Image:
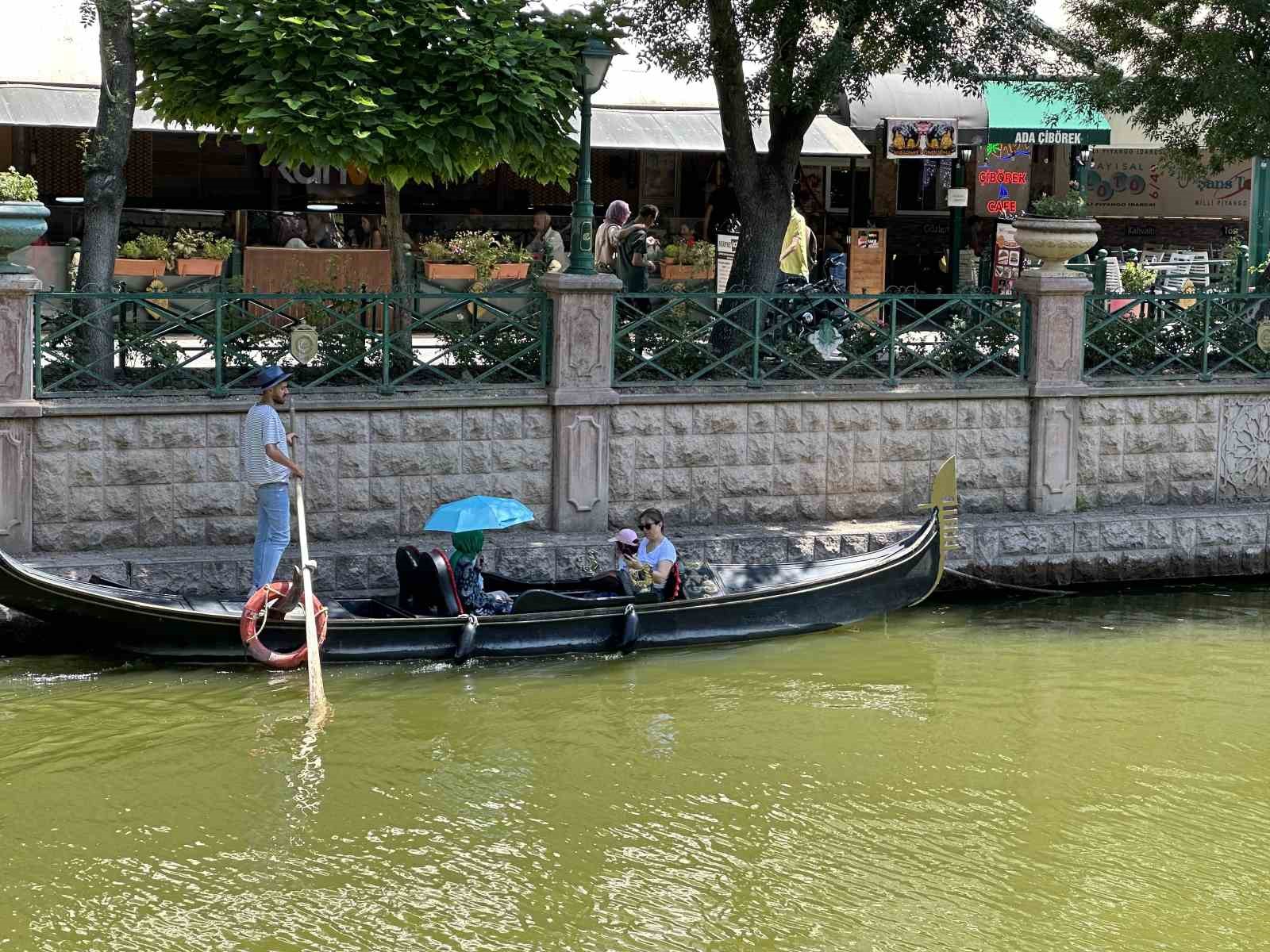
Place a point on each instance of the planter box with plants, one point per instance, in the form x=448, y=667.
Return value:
x=694, y=260
x=479, y=257
x=22, y=217
x=145, y=257
x=201, y=253
x=1057, y=230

***

Give back the material exactly as written, images excluded.

Solved exercise -
Image:
Place a point on each instance of the planter box with plants, one point per instance, in the form x=448, y=667.
Return value:
x=694, y=260
x=479, y=257
x=22, y=217
x=145, y=257
x=201, y=253
x=1057, y=230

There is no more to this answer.